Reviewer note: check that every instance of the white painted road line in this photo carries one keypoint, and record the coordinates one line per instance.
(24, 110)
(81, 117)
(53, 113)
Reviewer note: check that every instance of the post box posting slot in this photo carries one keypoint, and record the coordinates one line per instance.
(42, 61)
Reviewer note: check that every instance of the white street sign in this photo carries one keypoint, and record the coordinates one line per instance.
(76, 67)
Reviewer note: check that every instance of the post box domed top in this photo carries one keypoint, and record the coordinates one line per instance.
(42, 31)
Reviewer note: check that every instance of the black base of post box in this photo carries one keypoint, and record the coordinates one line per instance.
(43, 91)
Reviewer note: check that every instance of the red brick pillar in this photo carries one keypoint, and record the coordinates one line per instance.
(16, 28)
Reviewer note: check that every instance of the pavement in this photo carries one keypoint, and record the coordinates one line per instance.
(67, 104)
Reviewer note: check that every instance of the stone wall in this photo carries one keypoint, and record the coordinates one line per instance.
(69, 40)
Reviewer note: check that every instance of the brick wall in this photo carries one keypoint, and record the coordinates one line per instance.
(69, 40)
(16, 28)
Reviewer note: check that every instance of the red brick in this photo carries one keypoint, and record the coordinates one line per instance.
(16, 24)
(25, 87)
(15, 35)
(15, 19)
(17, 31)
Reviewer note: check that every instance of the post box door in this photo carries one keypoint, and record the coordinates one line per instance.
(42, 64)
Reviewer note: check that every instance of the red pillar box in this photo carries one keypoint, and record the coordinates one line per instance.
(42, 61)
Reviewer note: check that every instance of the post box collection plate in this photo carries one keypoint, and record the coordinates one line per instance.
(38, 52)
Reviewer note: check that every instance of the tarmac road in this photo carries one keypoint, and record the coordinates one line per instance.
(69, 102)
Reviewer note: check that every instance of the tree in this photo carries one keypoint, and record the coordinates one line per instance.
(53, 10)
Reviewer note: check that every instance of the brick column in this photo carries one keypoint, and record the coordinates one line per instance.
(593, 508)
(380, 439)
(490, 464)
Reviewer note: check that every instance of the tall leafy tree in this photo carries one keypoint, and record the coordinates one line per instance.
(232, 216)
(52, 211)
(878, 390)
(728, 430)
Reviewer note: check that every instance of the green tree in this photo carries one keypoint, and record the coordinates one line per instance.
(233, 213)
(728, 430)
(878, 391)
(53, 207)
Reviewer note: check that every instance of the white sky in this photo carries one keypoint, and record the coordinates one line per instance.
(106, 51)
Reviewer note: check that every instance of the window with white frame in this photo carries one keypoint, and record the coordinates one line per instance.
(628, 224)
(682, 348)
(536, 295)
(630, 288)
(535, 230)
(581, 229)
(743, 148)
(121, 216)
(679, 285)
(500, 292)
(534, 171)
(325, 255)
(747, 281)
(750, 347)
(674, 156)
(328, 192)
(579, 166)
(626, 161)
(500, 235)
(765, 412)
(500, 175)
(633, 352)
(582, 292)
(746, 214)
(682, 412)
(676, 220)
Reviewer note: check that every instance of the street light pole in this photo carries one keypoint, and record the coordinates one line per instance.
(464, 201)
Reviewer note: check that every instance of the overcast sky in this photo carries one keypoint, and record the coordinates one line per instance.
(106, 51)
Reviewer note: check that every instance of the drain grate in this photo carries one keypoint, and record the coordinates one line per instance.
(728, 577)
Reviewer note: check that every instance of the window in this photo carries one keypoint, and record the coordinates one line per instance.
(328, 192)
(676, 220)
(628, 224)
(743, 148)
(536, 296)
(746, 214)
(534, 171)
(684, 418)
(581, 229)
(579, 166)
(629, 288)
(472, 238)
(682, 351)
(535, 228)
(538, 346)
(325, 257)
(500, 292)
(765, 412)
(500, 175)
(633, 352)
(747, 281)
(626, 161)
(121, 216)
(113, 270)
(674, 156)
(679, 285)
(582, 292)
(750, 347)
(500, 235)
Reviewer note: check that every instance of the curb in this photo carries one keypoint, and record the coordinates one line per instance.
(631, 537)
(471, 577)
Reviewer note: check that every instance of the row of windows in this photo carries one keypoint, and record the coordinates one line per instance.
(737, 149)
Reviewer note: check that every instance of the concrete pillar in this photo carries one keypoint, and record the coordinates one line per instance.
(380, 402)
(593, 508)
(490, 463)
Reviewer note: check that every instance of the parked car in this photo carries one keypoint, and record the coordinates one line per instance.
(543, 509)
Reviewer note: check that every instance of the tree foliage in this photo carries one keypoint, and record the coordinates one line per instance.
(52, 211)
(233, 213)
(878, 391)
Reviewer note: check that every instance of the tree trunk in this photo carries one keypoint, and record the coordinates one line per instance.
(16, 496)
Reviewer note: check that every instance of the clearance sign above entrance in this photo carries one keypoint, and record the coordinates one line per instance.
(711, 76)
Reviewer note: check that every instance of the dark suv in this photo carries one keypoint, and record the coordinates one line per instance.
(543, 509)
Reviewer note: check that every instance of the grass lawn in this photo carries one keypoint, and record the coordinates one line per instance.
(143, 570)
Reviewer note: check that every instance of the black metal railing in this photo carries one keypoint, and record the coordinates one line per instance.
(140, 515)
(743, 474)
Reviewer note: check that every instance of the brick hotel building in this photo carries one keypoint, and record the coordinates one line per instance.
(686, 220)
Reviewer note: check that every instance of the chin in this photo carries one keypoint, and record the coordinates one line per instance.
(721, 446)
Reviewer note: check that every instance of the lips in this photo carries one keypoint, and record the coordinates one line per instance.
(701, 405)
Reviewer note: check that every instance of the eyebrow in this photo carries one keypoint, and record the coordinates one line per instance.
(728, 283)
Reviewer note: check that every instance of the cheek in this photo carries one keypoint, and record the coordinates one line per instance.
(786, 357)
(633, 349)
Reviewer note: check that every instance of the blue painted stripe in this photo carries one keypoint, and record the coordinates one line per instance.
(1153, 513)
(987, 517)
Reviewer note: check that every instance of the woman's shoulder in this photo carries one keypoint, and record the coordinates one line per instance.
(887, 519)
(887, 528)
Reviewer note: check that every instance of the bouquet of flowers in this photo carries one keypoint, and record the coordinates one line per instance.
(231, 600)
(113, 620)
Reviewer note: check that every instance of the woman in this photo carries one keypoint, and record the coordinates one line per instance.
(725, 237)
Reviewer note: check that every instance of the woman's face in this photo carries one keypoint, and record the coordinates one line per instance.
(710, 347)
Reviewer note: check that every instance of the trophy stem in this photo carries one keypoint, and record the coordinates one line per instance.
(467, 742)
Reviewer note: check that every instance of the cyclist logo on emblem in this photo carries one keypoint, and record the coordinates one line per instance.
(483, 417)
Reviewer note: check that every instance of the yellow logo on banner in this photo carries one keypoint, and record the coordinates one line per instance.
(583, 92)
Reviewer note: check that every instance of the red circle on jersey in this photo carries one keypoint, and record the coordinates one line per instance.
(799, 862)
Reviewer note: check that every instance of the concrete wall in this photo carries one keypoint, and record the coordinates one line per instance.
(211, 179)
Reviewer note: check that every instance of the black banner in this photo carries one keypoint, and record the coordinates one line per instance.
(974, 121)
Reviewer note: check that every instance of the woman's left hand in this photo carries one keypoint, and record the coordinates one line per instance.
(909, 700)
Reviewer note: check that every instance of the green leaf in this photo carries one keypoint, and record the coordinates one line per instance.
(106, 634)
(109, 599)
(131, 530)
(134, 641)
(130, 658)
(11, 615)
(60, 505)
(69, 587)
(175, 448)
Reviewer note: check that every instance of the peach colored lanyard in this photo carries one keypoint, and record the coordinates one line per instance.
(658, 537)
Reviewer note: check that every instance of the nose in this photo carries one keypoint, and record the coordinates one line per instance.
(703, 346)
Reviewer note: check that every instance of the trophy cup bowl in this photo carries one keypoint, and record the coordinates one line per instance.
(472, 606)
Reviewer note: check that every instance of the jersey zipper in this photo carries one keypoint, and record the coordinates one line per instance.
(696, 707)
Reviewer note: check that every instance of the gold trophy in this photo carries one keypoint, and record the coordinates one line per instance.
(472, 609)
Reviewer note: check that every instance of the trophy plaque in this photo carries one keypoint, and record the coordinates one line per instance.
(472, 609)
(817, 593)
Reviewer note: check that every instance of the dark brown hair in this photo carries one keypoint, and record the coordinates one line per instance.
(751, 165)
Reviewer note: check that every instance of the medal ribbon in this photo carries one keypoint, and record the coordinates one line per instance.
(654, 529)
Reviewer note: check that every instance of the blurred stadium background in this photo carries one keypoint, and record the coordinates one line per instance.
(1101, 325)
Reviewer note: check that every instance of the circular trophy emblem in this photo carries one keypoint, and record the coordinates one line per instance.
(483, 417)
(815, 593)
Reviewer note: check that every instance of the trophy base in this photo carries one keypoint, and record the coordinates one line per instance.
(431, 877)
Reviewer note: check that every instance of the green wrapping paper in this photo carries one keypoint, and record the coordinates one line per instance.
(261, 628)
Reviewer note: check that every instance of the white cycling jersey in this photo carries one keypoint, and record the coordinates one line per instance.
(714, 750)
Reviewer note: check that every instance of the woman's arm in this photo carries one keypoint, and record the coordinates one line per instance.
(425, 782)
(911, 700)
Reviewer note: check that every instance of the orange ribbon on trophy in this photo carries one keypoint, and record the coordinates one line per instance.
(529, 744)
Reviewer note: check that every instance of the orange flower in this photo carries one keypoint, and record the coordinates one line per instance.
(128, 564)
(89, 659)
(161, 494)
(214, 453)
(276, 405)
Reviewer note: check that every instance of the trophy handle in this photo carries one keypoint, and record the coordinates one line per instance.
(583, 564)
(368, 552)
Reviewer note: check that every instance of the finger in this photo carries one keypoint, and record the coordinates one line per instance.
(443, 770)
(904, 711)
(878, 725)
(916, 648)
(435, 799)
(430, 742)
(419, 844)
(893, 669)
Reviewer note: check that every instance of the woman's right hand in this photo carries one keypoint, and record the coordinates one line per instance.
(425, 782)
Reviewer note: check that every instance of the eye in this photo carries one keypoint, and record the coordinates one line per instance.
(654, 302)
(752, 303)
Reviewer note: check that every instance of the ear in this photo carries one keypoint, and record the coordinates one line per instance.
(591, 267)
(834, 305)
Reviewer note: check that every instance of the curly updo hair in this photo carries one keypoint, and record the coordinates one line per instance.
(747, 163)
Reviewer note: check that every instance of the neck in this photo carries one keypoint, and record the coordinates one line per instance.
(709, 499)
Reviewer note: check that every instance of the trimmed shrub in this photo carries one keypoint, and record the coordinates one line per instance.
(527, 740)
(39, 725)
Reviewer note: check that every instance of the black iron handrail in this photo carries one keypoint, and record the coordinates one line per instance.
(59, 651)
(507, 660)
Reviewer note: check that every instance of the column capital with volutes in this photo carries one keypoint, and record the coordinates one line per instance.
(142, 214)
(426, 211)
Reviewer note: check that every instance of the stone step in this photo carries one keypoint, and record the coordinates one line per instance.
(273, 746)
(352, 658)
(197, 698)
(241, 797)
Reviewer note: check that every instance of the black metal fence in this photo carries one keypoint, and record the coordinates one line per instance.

+++

EXERCISE INSTRUCTIONS: Nothing but the lines from the one containing "Reviewer note: check that every instance of the trimmed" through the final line of the data above is to be reproduced, each exactly as written.

TASK RESULT:
Reviewer note: check that every instance of the trimmed shrub in this photo carries one keypoint, and record the coordinates one line per instance.
(527, 740)
(39, 725)
Reviewer note: check that every instance of the black iron handrail in this photo carries one keypoint, and record the coordinates one line per instance.
(59, 651)
(507, 660)
Reviewer note: check that every instance of the column capital with volutes in this photo carries one keypoint, and record the coordinates one line per instance.
(142, 214)
(426, 211)
Reviewer note: check that every instance of the stone step in this photo carries one keypoint, and record the coordinates one line per instance.
(273, 746)
(352, 658)
(197, 698)
(241, 797)
Reviewer note: check that every instance of the black metal fence in this photo carries one keypoint, and record the coordinates one line per instance.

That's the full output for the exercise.